§ Text extract:
When under the ægis of British protection, the ex-emperor was of course safe. But he had not exactly chosen a bed of roses for himself in coming to Jamaica. It might be probable that a bed of roses was not easily to be found at the moment. At Kingston there were collected many Haytians, who had either been banished by Soulouque in the plenitude of his power, or had run from him as he was now running from his subjects. There were many whose brothers and fathers had been destroyed in Hayti, whose friends had perished under the hands of the tyrant's executioner, for whom pits would have been prepared had they not vanished speedily. These refugees had sought safety also in Jamaica, and for them a day of triumph had now arrived. They were not the men to allow an opportunity for triumph to pass without enjoying it.
These were mostly brown men—men of a mixed race; men, and indeed women also. With Soulouque and his government such had found no favour. He had been glad to welcome white residents in his kingdom, and of course had rejoiced in having black men as his subjects. But of the coloured people he had endeavoured in every way to rid himself. He had done so to a great extent, and many of them were now ready to welcome him at Kingston.

§ Material provided:
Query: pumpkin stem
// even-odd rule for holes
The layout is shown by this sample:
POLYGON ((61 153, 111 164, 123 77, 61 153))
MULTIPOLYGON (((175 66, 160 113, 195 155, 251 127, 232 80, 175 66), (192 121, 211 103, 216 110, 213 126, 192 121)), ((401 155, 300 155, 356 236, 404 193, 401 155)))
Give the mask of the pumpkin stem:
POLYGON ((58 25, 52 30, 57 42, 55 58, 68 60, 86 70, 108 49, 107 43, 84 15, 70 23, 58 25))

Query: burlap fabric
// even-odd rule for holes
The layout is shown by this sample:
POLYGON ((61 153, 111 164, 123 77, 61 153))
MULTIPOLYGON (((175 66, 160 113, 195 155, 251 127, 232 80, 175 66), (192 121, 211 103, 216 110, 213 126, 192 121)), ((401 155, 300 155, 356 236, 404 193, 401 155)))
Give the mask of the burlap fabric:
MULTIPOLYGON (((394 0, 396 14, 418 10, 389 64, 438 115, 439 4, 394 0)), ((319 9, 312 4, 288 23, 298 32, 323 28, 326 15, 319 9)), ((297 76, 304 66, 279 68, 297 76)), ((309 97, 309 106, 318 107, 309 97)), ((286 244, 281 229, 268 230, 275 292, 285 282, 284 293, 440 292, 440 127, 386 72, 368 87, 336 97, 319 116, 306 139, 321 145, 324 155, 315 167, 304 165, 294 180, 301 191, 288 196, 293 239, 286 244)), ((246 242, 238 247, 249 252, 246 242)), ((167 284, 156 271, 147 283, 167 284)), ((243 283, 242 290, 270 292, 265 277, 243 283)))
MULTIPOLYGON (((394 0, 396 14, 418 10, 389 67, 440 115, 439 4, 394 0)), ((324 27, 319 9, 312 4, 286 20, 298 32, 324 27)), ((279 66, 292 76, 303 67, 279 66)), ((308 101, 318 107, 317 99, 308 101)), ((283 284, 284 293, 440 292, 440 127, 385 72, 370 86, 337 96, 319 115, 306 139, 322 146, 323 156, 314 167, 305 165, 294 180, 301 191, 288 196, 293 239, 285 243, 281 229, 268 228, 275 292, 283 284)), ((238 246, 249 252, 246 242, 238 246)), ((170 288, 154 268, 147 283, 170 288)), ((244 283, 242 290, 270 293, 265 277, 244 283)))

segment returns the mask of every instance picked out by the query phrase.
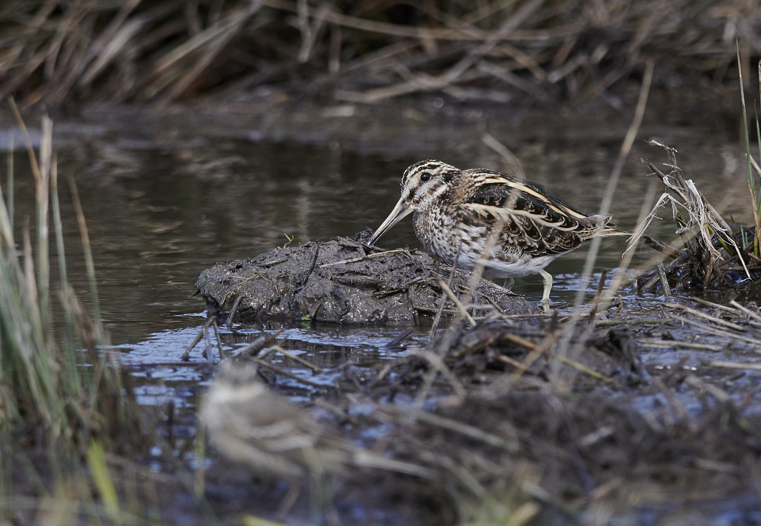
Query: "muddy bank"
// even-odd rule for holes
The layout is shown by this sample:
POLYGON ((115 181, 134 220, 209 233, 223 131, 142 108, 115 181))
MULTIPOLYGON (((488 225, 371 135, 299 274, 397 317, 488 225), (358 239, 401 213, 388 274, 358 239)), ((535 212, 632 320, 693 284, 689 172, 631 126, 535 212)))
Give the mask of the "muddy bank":
MULTIPOLYGON (((319 375, 305 378, 310 401, 291 423, 320 422, 308 429, 321 454, 326 438, 342 437, 428 470, 415 477, 344 460, 335 494, 342 519, 348 502, 416 510, 406 518, 414 524, 750 517, 761 508, 753 493, 759 319, 753 304, 666 304, 651 295, 627 297, 591 322, 493 314, 440 331, 425 349, 402 335, 397 358, 344 363, 321 389, 307 383, 319 375)), ((292 393, 282 372, 298 364, 273 359, 278 352, 237 359, 258 367, 275 393, 292 393)), ((248 410, 242 416, 262 423, 248 410)), ((279 451, 276 441, 258 447, 279 451)), ((270 491, 274 514, 283 494, 270 491)), ((302 496, 288 521, 308 502, 302 496)))
MULTIPOLYGON (((216 265, 201 273, 196 286, 224 319, 232 313, 234 320, 417 325, 421 317, 437 312, 443 294, 437 279, 449 272, 419 250, 384 251, 339 237, 216 265)), ((469 279, 470 273, 456 271, 452 290, 463 292, 469 279)), ((476 315, 536 310, 533 301, 486 279, 479 282, 473 301, 482 305, 476 315)), ((444 314, 455 309, 447 299, 444 314)))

§ The problem: Say whether each statement agrees with the passage about the ex-emperor in Jamaica, answering yes or no and quoting the words of the passage that decide it. 1. Many Haytians had gathered at Kingston. 2. Soulouque had tried to rid his kingdom of its white residents. 3. The refugees were mostly brown men of a mixed race. Answer from the text by itself.

§ Correct answer:
1. Yes: "At Kingston there were collected many Haytians"
2. No: "He had been glad to welcome white residents in his kingdom"
3. Yes: "These were mostly brown men—men of a mixed race"